Data records
-=-=-=-=-

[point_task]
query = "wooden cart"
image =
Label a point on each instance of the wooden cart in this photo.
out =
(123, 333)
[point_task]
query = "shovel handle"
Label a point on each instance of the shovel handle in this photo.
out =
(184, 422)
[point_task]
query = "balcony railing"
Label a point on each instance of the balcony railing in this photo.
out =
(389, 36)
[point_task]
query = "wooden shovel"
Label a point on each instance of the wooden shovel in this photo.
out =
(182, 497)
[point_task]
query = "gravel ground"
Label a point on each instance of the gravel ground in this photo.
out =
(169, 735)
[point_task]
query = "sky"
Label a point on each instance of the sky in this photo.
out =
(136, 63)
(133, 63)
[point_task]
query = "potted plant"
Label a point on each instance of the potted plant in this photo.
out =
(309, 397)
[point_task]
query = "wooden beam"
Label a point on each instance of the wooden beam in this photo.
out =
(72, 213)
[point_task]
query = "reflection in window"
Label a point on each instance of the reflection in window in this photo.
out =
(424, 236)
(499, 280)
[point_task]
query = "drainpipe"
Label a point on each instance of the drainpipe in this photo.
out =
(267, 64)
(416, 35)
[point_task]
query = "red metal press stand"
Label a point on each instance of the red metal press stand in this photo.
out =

-=-=-=-=-

Brief> The answer must be the data above, repeated exactly as it stands.

Written reply>
[point_task]
query = "wooden cart"
image =
Label a point on each instance of the wooden cart in this photo.
out =
(123, 333)
[point_task]
query = "shovel handle"
Label a point on each instance of the shovel handle in this photo.
out =
(184, 422)
[point_task]
query = "balcony railing"
Label a point on each instance of the balcony railing in this photo.
out =
(389, 36)
[point_task]
query = "wooden shovel"
Label a point on each instance of the wooden shovel in this photo.
out =
(182, 497)
[point_task]
query = "gravel ground"
Label a point on each instance of the gravel ground in this photo.
out =
(169, 735)
[point_task]
query = "sky"
Label a point on each instance of the sky in this photo.
out =
(136, 63)
(133, 63)
[point_task]
query = "potted plant"
Label a point on each instance of the potted plant in this photo.
out =
(309, 397)
[point_task]
query = "wooden beam"
Label a point on each instance of the wooden beam in this photo.
out =
(72, 213)
[point_task]
query = "reflection in window"
Label a point on each instance of the reflection in window in this photo.
out =
(424, 236)
(499, 280)
[point_task]
query = "drainpipe"
Label a point on each instance of the drainpipe in this photo.
out =
(267, 64)
(416, 35)
[point_task]
query = "red metal press stand"
Label a point on each instance of the red metal press stand in this photo.
out =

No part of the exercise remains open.